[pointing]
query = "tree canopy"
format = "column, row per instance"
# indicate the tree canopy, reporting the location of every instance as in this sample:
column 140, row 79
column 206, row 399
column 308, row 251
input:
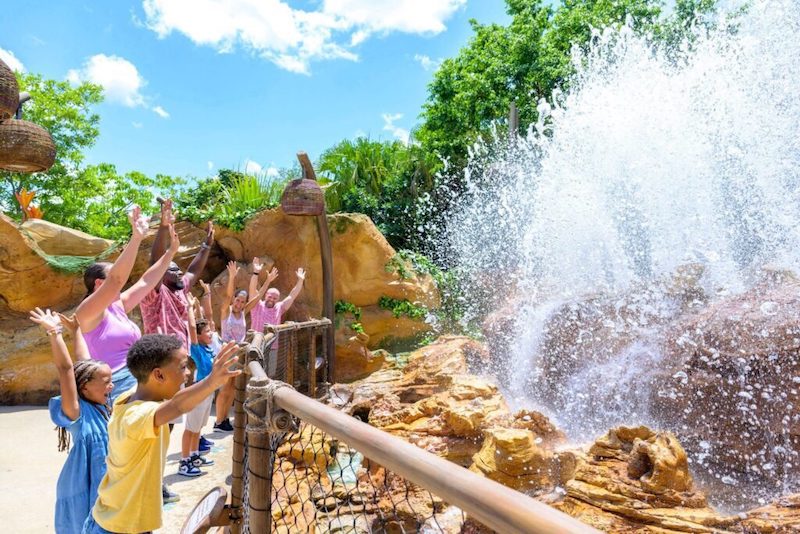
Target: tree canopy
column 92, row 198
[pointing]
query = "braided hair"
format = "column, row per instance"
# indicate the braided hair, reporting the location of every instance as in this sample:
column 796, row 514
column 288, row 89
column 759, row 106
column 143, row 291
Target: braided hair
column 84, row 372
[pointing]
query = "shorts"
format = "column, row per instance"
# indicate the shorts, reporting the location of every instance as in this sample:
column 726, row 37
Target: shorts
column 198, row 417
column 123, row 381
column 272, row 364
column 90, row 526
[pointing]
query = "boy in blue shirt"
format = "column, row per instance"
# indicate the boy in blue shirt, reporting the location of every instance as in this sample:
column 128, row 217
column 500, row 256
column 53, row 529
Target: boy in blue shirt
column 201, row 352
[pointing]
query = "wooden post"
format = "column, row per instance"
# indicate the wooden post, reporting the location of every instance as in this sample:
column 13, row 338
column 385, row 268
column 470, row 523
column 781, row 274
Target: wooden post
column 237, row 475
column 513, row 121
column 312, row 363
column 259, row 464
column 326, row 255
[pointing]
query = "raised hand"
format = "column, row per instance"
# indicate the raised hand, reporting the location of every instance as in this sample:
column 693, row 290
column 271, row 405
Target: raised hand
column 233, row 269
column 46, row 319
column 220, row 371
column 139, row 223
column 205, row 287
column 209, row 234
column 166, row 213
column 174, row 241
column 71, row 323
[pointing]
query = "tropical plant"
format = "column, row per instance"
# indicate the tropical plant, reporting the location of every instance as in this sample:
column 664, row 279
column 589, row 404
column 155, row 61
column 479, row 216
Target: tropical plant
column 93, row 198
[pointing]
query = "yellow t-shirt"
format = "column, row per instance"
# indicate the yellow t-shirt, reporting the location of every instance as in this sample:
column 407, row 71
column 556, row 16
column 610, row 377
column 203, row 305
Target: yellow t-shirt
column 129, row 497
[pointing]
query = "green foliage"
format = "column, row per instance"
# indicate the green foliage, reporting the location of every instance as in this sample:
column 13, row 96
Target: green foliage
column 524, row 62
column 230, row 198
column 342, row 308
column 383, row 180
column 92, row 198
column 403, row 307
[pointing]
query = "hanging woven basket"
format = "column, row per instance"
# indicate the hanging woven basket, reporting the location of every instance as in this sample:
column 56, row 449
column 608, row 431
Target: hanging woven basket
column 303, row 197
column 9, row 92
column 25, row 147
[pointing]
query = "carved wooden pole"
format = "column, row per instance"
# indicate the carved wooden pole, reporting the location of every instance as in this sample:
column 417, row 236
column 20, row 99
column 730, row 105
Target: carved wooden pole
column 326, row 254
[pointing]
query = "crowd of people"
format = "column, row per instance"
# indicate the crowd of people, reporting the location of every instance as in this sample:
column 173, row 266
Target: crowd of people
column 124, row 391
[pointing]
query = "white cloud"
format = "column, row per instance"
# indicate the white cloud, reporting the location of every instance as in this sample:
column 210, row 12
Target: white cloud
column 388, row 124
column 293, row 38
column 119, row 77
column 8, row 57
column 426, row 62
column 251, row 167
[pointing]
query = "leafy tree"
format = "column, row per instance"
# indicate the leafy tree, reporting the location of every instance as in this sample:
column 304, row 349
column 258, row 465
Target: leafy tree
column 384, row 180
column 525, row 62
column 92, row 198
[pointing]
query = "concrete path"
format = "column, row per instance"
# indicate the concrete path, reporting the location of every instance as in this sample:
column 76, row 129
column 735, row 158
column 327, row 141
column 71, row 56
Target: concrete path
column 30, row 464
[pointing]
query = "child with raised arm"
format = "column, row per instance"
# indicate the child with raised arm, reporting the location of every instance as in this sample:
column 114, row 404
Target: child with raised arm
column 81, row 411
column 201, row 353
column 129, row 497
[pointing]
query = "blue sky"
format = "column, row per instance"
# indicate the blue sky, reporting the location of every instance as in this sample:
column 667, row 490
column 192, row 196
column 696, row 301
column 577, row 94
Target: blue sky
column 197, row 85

....

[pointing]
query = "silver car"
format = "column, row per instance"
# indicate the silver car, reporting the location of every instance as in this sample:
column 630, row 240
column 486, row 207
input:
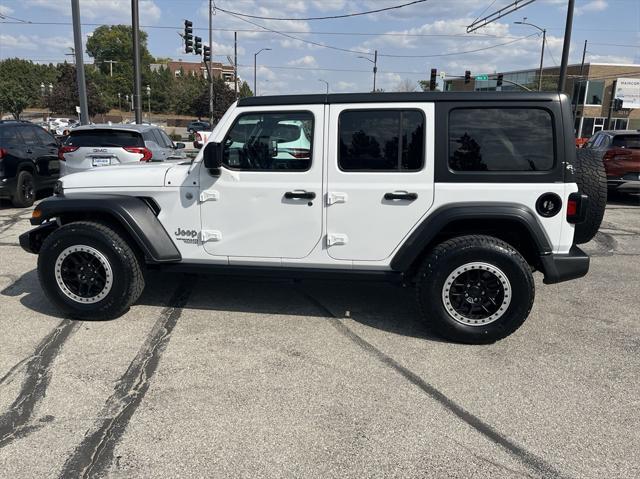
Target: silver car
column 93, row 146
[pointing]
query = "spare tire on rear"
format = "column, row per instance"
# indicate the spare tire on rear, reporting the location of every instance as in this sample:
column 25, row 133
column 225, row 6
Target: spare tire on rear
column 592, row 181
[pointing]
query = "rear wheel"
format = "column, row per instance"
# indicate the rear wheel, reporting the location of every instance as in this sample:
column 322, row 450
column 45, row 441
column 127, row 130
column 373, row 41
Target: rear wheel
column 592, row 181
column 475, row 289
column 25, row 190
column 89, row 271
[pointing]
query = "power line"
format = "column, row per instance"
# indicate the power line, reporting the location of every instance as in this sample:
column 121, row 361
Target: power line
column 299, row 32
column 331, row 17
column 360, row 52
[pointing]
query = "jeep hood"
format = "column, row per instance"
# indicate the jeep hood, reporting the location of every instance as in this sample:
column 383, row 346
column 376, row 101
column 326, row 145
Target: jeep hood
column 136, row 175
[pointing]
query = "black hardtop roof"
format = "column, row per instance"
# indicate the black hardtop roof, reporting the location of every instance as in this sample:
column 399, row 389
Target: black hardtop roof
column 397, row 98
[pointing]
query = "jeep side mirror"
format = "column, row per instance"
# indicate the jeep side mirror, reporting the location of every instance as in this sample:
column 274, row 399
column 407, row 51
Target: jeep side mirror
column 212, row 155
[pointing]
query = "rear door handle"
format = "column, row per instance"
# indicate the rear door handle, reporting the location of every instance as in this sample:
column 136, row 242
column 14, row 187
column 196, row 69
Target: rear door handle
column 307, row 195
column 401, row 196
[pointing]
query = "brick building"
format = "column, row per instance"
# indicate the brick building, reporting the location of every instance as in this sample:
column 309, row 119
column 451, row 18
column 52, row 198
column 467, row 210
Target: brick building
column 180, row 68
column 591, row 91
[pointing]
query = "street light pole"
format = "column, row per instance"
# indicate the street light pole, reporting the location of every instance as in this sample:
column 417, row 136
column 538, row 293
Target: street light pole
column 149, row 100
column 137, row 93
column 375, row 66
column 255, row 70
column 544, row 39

....

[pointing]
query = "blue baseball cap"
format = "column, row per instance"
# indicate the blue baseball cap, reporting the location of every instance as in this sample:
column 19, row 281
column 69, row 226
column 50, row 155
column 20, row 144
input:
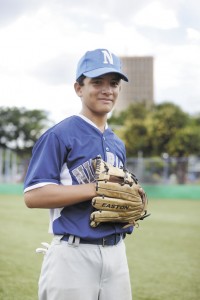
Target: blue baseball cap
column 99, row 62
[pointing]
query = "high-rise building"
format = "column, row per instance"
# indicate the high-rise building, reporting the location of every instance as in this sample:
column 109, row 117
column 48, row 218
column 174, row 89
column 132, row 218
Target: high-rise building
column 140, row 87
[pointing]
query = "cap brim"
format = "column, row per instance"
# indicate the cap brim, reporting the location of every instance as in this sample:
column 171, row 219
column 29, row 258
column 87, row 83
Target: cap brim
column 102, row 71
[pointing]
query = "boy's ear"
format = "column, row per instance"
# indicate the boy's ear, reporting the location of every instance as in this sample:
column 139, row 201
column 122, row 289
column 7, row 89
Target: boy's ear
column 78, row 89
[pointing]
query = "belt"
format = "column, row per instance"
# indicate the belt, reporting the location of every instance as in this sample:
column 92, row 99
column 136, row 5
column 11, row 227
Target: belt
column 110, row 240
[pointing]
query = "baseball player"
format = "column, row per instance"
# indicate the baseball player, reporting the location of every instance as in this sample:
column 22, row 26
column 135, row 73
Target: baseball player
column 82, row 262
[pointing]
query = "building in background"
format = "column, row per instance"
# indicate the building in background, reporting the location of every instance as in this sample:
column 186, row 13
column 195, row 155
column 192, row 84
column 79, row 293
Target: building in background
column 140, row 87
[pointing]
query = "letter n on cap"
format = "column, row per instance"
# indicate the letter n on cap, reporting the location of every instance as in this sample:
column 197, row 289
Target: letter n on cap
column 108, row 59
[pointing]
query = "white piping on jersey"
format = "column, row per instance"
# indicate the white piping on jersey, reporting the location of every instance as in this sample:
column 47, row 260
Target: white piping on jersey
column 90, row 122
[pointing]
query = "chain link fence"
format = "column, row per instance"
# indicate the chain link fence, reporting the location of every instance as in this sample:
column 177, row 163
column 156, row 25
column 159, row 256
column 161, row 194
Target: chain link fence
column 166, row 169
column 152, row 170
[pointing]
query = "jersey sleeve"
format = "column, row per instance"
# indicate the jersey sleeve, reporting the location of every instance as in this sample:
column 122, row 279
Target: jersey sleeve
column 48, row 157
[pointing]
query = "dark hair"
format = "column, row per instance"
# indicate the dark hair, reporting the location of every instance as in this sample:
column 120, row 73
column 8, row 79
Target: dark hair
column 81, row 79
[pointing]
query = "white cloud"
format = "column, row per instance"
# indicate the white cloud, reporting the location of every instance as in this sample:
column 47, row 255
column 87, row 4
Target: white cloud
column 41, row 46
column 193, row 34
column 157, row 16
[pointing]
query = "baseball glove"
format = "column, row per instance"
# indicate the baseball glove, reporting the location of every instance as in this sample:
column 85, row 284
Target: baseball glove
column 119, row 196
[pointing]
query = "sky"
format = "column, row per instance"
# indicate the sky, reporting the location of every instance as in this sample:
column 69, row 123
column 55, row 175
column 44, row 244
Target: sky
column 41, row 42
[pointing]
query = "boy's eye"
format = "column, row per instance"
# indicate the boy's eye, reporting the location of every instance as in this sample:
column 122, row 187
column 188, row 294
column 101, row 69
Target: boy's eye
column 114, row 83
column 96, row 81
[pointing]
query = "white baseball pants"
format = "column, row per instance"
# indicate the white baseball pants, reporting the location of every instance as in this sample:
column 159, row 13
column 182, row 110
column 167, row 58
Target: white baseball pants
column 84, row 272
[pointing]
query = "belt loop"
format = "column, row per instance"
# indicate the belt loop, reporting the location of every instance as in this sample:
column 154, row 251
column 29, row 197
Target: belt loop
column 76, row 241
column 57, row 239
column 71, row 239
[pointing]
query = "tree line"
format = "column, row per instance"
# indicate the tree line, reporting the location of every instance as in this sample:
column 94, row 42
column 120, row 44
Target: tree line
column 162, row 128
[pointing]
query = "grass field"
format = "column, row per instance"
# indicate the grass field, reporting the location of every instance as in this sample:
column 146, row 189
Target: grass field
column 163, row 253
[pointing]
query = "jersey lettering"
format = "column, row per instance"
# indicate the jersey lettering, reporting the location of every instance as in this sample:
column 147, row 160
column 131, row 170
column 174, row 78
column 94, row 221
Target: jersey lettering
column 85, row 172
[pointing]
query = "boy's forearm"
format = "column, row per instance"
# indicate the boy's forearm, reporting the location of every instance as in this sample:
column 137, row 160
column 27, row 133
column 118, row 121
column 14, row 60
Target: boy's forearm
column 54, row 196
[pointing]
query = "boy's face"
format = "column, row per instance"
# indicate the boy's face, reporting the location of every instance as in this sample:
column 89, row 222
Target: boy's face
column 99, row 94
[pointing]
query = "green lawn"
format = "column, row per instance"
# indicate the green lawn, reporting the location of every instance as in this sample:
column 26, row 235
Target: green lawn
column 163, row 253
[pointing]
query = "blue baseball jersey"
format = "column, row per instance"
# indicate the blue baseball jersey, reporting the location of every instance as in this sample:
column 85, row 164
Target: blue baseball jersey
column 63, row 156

....

* **Written request**:
Display every line from the rows above that contains the string "power", copying each line unchanged. The match is case-sensitive.

* **Expected answer**:
query = "power line"
# indicate the power line, reporting the location of every instance as in this sample:
Target: power line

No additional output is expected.